* **Brief**:
Copy out every line of the records that contains the word "white".
___ Data in this exercise ___
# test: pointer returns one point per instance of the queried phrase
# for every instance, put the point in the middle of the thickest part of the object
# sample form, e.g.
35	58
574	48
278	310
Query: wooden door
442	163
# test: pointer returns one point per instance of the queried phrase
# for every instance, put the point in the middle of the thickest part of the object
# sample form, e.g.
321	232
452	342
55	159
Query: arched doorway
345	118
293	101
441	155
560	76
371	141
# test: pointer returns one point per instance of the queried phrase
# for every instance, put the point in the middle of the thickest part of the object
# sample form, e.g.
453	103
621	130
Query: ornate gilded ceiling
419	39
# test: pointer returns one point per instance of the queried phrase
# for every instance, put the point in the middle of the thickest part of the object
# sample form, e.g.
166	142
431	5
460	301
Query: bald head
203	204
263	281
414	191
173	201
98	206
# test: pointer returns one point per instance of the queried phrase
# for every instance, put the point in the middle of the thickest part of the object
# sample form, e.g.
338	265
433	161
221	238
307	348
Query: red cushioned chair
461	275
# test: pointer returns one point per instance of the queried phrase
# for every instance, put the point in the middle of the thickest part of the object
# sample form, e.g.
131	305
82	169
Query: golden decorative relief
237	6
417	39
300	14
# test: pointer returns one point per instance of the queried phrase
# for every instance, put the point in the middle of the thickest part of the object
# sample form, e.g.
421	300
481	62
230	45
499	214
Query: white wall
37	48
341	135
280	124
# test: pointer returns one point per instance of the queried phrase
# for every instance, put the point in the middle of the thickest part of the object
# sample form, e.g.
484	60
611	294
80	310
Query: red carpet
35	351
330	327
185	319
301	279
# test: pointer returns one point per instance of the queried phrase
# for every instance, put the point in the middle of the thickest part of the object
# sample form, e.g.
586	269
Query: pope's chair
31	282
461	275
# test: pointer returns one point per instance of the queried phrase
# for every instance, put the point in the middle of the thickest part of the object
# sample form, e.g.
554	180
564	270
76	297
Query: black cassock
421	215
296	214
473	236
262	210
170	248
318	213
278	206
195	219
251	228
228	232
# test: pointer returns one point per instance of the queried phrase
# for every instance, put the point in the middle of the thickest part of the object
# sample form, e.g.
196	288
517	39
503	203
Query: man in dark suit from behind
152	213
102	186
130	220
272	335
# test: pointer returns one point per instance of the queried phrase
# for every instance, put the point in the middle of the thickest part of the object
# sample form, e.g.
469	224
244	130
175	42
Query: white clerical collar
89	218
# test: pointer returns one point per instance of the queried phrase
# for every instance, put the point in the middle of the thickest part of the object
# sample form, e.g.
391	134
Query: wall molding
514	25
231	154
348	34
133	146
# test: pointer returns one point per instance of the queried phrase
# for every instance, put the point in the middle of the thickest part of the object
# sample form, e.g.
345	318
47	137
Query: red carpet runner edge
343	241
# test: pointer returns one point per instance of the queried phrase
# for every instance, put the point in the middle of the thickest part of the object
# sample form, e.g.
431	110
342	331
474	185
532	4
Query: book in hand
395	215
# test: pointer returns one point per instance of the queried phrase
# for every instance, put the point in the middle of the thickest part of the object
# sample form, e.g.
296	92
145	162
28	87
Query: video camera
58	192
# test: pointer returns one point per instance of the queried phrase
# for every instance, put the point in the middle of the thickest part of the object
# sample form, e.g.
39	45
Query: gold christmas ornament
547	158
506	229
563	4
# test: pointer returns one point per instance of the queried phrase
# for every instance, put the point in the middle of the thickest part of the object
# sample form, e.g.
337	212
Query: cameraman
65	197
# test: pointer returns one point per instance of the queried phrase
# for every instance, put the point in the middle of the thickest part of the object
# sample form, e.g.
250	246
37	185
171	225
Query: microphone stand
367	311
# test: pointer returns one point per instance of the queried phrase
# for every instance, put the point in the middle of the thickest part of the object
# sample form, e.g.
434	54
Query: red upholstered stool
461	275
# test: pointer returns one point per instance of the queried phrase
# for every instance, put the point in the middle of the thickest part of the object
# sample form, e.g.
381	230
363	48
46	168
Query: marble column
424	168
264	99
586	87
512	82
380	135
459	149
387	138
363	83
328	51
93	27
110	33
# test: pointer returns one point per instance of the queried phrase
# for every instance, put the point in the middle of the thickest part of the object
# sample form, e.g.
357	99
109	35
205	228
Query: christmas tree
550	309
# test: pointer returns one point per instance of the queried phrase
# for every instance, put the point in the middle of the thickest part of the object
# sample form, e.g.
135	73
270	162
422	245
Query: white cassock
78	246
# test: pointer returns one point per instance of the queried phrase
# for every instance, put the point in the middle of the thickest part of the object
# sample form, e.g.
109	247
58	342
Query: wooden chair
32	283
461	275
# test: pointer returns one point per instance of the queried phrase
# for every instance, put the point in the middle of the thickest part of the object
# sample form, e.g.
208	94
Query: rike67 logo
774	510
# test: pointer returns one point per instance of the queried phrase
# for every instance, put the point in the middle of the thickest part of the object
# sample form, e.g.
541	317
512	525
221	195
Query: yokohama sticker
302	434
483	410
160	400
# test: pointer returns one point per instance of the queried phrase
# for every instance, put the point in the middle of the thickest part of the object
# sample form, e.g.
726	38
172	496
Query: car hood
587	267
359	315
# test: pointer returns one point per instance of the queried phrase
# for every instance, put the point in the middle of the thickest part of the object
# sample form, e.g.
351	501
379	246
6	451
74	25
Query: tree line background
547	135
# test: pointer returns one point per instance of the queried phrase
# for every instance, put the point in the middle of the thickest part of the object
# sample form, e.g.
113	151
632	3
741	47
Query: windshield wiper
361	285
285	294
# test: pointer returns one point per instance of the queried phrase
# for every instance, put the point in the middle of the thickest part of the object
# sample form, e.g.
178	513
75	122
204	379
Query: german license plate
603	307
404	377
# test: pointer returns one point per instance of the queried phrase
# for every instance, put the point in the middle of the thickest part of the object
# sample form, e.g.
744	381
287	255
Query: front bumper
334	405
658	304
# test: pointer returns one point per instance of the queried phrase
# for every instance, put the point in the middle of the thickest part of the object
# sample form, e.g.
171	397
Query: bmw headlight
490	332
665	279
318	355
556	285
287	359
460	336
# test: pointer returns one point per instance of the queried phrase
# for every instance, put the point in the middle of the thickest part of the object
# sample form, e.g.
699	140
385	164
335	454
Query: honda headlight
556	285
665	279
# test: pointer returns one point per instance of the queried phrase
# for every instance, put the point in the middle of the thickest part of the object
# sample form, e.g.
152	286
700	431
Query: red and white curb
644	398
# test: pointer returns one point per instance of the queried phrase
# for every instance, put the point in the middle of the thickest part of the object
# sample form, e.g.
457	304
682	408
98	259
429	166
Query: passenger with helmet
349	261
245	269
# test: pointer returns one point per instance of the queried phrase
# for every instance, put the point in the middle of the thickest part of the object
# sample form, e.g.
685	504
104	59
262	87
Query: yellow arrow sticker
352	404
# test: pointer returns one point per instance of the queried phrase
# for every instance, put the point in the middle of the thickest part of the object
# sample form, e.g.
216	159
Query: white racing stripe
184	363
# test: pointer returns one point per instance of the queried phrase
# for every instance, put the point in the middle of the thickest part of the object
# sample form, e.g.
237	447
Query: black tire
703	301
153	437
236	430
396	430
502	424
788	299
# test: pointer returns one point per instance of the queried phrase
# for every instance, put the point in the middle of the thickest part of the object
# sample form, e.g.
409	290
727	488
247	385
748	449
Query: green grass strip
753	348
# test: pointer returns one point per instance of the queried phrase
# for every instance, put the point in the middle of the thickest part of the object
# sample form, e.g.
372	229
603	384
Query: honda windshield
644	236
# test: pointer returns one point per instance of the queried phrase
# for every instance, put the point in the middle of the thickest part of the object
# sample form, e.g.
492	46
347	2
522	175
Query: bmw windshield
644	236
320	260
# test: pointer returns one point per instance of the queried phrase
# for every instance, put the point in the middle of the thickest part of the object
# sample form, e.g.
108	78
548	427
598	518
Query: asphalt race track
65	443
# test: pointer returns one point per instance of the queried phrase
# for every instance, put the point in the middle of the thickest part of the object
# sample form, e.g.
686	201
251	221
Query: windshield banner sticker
___
* **Final result**:
Query: white wall
Query: white clerical collar
Query: white cassock
Query: red and white curb
Query: white racing stripe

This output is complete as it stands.